Which lines in the records below contain the string "chain"? Pick out each such line and copy it in full, treating uppercase and lowercase as different.

● Dataset records:
──────

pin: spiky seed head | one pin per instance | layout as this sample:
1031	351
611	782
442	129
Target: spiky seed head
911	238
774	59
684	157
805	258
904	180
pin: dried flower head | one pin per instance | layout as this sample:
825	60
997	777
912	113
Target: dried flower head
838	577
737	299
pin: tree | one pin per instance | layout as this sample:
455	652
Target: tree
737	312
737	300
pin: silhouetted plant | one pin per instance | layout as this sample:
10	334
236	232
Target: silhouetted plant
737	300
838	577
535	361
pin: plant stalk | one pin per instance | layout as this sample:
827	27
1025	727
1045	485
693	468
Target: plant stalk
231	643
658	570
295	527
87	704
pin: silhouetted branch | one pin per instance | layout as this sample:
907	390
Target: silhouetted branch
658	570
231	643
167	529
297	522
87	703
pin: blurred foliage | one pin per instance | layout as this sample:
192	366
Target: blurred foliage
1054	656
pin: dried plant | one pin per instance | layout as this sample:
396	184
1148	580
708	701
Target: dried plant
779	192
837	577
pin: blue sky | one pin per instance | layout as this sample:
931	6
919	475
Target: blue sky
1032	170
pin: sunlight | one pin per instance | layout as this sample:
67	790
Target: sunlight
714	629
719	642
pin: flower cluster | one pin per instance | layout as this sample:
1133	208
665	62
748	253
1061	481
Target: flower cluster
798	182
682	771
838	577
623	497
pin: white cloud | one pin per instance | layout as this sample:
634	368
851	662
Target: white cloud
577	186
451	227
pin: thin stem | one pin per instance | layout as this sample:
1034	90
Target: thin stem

──────

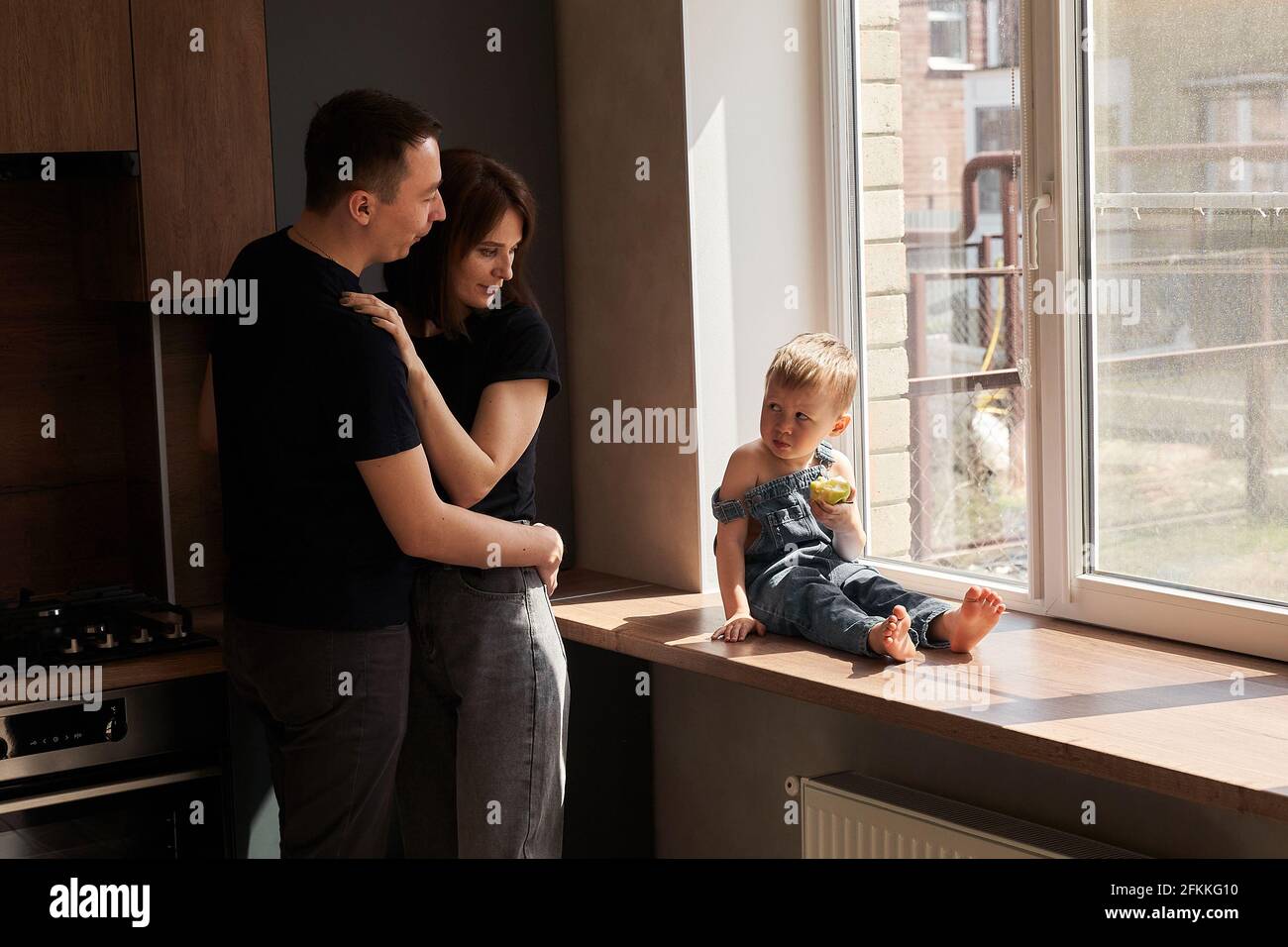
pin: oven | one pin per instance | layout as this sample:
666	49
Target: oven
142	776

──────

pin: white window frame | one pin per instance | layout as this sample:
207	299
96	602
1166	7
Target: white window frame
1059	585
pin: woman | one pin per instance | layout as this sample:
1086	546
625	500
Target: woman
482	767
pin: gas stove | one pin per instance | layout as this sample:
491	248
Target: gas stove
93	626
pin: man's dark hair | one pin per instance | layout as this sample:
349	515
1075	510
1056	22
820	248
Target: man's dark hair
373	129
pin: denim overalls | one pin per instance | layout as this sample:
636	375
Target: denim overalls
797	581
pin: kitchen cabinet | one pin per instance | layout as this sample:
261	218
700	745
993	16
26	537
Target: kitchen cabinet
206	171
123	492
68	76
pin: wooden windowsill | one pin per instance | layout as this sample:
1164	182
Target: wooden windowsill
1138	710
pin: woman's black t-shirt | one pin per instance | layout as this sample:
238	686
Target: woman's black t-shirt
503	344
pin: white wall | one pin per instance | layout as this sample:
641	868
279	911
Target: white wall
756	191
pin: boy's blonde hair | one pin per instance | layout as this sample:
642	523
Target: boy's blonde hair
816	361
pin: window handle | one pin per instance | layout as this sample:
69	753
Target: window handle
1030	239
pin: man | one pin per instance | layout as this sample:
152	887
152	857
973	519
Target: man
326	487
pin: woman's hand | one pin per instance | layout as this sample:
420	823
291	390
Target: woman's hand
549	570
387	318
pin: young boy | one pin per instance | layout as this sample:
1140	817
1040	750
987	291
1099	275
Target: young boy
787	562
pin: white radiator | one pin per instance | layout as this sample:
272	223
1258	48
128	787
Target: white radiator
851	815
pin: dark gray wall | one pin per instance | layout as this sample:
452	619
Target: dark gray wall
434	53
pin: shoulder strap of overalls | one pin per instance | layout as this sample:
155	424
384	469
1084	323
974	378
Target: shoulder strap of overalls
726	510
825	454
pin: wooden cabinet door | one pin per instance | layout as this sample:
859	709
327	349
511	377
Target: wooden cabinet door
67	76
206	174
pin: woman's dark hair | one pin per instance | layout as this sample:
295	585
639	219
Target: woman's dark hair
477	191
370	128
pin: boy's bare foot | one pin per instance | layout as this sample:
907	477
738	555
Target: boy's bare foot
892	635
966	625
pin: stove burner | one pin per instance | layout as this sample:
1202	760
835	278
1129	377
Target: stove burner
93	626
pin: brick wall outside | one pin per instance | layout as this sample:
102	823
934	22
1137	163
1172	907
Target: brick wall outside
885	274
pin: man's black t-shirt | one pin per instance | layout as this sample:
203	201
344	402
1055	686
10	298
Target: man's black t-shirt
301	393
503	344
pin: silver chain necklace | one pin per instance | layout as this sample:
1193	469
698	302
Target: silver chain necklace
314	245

──────

● Problem solution:
pin: silver chain necklace | one pin per instance | layout as this sample:
Target: silver chain necklace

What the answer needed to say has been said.